- What this task involves -
Rewrite the items below as a JSON list of strings, one string per line and no blank lines, starting at the line containing "ground in the photo above." and ending at the end of the items.
*** Record list
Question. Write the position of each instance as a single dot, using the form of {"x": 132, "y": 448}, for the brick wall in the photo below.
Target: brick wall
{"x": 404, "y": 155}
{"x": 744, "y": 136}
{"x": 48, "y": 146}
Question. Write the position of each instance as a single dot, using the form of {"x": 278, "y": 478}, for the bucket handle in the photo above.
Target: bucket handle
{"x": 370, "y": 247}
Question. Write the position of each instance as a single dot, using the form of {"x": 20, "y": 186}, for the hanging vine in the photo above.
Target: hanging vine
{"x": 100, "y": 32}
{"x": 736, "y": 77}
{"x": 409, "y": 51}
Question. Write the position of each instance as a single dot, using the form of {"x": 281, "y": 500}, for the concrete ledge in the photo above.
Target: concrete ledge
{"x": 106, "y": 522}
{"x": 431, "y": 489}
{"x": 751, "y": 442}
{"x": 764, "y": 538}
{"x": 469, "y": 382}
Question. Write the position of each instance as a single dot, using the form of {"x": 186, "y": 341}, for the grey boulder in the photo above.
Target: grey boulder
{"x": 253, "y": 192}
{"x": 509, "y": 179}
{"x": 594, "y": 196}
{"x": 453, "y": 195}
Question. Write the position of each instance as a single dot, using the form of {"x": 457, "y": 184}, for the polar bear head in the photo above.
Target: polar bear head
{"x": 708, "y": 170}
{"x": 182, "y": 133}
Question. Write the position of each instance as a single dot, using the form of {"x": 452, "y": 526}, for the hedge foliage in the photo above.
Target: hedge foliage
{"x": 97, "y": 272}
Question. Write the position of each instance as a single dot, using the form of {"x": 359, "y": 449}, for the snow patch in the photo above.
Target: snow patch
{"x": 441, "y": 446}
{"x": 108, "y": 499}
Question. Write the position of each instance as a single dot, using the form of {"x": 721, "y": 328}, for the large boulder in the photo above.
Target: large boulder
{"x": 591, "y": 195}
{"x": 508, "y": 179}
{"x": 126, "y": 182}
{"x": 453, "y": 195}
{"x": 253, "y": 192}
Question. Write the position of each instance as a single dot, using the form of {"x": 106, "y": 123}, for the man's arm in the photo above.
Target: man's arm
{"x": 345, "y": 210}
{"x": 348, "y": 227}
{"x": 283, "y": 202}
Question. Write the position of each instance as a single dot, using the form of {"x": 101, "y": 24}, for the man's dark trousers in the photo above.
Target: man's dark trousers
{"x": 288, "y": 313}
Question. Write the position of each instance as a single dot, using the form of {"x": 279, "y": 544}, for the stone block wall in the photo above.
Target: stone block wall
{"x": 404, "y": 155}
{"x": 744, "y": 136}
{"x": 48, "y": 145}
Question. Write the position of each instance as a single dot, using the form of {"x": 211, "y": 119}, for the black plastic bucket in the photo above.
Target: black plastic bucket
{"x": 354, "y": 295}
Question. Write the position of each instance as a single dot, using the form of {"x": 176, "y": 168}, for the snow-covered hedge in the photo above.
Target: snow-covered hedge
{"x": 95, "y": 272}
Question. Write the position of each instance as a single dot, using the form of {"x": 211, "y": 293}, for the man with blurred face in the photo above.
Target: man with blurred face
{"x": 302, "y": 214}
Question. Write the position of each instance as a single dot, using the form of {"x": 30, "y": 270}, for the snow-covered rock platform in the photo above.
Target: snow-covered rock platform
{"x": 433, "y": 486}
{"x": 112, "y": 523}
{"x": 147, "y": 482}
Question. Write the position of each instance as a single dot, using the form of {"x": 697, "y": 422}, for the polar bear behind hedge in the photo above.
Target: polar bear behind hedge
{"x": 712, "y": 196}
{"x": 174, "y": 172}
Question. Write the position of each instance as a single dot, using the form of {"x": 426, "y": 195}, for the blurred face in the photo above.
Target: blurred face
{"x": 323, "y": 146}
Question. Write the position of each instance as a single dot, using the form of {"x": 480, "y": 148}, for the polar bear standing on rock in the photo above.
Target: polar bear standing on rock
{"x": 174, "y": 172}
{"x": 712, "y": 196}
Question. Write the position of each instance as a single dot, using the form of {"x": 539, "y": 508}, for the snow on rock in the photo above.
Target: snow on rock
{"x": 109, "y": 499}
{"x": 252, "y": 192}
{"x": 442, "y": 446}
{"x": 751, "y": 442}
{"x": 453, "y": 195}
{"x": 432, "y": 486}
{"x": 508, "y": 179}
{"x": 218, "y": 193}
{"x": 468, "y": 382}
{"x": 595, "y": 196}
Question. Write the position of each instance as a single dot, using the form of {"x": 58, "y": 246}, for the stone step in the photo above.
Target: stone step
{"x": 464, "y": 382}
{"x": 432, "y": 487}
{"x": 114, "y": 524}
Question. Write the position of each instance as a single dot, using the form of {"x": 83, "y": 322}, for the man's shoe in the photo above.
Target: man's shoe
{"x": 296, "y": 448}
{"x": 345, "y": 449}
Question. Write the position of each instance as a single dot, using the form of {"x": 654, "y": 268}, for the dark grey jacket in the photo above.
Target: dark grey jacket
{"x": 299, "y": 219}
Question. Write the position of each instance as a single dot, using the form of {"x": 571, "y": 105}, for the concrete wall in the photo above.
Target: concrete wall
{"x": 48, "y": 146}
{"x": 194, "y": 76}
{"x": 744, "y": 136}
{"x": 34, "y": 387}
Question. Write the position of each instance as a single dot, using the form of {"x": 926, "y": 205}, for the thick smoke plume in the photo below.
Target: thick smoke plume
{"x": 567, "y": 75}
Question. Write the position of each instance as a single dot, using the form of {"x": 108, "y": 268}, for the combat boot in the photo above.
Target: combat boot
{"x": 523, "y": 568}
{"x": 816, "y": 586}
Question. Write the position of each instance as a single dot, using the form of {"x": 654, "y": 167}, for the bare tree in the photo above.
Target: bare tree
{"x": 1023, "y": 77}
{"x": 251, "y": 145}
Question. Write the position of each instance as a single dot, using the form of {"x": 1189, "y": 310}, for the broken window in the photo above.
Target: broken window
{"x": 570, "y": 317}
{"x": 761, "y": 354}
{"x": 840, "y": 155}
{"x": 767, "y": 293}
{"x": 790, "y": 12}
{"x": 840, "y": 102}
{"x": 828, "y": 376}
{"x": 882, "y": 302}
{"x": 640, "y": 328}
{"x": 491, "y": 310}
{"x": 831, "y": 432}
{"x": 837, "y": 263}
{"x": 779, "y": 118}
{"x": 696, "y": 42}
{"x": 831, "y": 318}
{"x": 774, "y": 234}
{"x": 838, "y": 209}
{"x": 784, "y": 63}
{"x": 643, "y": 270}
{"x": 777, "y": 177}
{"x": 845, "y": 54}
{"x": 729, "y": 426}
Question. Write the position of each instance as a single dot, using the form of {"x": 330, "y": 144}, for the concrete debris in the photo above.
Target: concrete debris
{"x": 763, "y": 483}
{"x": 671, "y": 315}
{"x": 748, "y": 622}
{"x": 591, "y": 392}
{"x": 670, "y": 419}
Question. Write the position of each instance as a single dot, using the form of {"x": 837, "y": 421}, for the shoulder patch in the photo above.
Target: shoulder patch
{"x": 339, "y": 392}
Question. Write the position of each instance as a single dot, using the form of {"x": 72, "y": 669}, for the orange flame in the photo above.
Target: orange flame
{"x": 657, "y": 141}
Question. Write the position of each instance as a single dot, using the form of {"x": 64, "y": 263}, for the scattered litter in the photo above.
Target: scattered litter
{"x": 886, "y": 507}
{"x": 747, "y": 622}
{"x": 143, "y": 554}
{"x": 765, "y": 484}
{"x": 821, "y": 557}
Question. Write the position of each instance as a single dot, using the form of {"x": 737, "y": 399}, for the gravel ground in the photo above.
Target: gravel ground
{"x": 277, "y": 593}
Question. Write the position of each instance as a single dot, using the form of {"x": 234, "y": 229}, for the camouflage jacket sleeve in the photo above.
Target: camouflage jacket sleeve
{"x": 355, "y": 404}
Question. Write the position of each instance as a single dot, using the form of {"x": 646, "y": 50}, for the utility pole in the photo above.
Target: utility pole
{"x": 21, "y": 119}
******
- Written reply -
[
  "Question. Write the position of each instance as a single dot, using the form of {\"x\": 737, \"y\": 399}, for the gravel ground in the photo above.",
  "Target: gravel ground",
  "{\"x\": 277, \"y\": 593}",
  "Question. Write the position of each instance as a single dot, using the form of {\"x\": 234, \"y\": 229}, for the camouflage jacket sleeve in the photo above.",
  "Target: camouflage jacket sleeve",
  "{\"x\": 355, \"y\": 404}",
  "Question. Write the position of each instance as a single dot, using the form of {\"x\": 646, \"y\": 50}, for the utility pole in the photo above.",
  "Target: utility pole",
  "{\"x\": 21, \"y\": 119}"
]